**CONSEGNA A:** Stabilisci se le affermazioni seguenti concordano con il brano su Ilaria Beltramme. Per ciascuna rispondi sì o no e cita le parole decisive del brano: (i) Ilaria Beltramme è nata a Roma; (ii) Ilaria Beltramme scrive soltanto romanzi; (iii) saggistica e romanzo storico sono settori davvero diversi.
─── BRANO DI PARTENZA ───
Come
coniugare la Storia con la storia? Dai tempi di Alessandro Manzoni
questo è, senza dubbio, il cruccio di tutti gli scrittori che si occupano di
romanzo storico, ma anche di tutti gli storici che vogliono divulgare i loro
studi con un linguaggio narrativo efficace per i lettori più esigenti. Come si
amalgamano le nostre piccole storie quotidiane con la grande Storia con la esse
maiuscola? E come fanno gli scrittori a valorizzarle entrambe? Secondo la
scrittrice romana Ilaria Beltramme, il segreto sta nel piacere di raccontare
ciò che maggiormente ci coinvolge. E col suo stile inconfondibile, dal quale
traspare il suo entusiasmo e la sua grande professionalità, Ilaria riesce
sempre ad avvolgerci tra le pagine, tenendo viva la nostra curiosità. Che si
tratti di saggi o romanzi, varia o narrativa, è il suo modo di raccontare a fare la differenza: a
rendere grandi anche le leggende meno note e alla nostra portata persino i
personaggi storici più indigesti. Ma forse
non tutti sanno che è il suo amore per Roma, la città in cui è nata e vuole
continuare a vivere, il vero protagonista di tutti i suoi libri.
Dalla saggistica, al
romanzo storico: due settori solo apparentemente diversi. Che percorso
formativo ti ha condotto ad approfondirli entrambi? Che scrittrice sei?
─── ESTRATTI DEI DATI ───
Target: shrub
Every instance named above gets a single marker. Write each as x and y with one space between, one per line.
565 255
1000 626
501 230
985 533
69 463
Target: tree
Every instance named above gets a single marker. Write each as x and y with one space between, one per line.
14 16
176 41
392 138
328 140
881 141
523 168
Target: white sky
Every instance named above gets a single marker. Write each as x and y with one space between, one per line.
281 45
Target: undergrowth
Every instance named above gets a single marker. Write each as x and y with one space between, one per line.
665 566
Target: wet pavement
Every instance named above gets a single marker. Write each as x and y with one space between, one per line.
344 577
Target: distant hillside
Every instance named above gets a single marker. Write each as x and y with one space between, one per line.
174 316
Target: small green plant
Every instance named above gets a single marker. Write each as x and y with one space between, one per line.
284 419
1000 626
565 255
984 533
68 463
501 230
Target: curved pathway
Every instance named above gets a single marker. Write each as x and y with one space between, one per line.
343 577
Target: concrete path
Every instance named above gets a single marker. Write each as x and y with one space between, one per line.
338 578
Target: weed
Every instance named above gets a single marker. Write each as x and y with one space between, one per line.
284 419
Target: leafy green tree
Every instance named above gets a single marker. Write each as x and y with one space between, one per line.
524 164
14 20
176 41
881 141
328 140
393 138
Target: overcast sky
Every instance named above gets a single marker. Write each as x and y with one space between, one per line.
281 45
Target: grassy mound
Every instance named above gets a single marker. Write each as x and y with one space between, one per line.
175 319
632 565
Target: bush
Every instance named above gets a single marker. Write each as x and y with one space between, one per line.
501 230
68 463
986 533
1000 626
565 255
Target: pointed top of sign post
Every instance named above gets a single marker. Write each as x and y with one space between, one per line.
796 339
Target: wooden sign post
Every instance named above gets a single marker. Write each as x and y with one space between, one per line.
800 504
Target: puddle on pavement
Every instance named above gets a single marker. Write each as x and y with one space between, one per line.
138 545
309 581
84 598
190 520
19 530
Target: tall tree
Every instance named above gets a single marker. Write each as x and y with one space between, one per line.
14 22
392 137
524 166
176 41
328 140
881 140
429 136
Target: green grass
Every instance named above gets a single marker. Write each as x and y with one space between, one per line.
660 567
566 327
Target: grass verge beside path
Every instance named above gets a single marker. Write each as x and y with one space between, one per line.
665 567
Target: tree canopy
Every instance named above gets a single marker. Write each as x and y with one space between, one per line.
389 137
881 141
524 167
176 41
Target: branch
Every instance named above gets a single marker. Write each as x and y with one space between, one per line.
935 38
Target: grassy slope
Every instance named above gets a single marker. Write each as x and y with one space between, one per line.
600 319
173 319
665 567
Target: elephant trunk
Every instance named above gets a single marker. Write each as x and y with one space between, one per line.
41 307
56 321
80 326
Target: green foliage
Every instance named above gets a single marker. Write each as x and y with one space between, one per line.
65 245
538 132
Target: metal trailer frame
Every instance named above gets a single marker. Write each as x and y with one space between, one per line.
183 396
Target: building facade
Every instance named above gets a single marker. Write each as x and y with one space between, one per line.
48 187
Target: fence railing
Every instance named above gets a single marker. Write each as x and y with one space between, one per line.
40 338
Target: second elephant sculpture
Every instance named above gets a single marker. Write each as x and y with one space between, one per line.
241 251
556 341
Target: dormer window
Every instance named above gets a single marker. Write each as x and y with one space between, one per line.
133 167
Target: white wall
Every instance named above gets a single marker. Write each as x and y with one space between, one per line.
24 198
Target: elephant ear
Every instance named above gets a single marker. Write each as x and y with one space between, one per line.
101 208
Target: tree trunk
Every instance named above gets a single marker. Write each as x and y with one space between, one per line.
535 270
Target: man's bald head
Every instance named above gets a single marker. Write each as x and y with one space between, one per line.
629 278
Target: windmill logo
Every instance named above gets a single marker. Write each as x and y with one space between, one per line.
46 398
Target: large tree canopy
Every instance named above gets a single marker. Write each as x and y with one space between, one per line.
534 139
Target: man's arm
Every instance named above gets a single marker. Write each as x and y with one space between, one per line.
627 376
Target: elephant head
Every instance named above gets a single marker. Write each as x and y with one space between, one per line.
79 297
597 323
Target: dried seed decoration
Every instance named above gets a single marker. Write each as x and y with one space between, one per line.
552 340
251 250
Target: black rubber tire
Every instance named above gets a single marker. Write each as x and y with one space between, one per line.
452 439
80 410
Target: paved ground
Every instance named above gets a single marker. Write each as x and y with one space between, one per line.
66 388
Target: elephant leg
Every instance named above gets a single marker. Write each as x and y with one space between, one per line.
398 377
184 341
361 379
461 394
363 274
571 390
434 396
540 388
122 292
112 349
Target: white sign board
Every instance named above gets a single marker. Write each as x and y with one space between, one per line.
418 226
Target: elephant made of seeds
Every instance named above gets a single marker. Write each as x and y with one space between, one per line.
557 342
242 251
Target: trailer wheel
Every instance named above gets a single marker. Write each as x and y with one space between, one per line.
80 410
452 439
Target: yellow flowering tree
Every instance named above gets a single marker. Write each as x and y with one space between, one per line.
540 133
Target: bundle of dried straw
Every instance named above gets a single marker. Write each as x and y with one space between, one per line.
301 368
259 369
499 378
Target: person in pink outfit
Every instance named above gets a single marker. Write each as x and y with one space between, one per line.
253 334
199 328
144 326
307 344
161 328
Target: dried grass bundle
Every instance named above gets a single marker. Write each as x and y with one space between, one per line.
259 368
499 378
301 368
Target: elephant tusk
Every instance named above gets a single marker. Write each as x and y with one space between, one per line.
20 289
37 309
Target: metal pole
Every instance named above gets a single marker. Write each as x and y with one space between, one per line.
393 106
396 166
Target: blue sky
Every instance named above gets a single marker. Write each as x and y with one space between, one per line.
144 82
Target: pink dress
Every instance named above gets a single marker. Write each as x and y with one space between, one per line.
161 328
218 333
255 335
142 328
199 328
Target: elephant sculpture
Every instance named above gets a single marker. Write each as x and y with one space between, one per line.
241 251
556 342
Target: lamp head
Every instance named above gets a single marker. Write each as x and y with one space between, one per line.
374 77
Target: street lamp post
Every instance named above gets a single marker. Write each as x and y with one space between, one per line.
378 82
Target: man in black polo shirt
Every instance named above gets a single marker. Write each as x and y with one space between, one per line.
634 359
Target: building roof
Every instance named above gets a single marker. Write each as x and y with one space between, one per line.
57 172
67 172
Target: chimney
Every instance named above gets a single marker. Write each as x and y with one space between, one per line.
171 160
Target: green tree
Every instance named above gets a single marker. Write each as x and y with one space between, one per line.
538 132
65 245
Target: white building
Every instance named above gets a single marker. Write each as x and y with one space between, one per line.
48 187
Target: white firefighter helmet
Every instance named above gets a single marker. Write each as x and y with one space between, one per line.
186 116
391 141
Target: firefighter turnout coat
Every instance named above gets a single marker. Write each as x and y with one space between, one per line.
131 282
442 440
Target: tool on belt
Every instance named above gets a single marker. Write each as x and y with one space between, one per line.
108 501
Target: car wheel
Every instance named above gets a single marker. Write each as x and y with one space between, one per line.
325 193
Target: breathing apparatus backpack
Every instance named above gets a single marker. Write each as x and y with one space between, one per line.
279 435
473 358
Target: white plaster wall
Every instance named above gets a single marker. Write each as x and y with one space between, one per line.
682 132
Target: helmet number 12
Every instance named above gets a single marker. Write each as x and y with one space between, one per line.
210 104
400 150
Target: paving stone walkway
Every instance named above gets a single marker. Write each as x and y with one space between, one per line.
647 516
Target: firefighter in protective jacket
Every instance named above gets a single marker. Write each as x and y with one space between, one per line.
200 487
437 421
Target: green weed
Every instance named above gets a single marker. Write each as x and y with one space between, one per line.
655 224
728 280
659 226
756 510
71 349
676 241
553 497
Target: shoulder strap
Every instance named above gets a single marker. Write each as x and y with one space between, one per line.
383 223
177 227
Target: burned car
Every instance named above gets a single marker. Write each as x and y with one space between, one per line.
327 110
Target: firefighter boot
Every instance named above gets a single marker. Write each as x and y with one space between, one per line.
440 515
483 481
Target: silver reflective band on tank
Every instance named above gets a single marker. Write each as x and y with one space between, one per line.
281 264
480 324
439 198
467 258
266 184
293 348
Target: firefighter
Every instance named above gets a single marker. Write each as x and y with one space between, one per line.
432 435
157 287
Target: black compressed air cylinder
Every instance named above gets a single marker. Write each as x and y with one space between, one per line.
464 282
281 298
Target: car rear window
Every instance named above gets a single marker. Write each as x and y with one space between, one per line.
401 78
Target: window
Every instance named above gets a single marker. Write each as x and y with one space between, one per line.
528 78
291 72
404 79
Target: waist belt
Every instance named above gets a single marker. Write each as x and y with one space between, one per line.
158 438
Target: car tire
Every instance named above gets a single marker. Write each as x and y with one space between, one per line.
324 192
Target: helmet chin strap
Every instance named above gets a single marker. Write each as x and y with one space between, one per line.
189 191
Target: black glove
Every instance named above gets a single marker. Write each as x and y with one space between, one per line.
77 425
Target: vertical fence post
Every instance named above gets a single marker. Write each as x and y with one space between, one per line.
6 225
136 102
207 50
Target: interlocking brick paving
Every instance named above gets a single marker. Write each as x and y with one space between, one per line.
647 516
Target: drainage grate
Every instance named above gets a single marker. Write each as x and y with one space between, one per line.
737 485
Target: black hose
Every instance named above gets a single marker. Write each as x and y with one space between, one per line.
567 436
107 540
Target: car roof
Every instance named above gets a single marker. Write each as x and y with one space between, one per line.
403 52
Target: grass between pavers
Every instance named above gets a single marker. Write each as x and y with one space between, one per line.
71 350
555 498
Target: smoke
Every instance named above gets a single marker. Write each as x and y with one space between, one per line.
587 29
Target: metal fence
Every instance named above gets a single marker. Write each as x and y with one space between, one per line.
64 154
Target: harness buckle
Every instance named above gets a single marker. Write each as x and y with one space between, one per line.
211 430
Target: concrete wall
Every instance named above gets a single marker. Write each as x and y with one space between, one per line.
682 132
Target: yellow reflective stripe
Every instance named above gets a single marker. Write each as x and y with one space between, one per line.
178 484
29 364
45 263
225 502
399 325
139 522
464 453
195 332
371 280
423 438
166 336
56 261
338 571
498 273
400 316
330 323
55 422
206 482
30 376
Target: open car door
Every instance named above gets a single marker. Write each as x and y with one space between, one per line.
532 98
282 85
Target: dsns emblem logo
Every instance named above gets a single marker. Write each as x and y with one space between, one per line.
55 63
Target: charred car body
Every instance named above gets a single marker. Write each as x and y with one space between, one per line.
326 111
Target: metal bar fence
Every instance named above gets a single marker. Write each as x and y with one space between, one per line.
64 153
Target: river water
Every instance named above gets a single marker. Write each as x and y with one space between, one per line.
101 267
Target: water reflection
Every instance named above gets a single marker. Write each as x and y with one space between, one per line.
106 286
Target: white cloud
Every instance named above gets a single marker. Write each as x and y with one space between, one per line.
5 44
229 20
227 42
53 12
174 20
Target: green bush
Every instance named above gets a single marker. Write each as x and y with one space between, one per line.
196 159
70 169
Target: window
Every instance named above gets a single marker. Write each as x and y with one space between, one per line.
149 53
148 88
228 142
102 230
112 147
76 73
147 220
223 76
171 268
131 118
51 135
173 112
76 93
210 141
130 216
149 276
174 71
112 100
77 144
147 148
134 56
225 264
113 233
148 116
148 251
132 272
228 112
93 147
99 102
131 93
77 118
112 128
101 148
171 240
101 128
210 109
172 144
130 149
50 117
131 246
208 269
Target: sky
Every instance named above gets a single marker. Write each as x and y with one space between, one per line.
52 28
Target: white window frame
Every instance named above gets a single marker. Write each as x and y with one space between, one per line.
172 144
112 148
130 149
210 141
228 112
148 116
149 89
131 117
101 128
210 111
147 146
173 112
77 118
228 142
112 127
───
**CONSEGNA B:** Trova nelle righe qui sopra tutte quelle che contengono la parola "wall" e ricopiale.

**SOLUZIONE A:**
(i) Sì: «il suo amore per Roma, la città in cui è nata»
(ii) No: «Che si tratti di saggi o romanzi, varia o narrativa»
(iii) No: «due settori solo apparentemente diversi»

**SOLUZIONE B:**
Target: white wall
Target: white plaster wall
Target: concrete wall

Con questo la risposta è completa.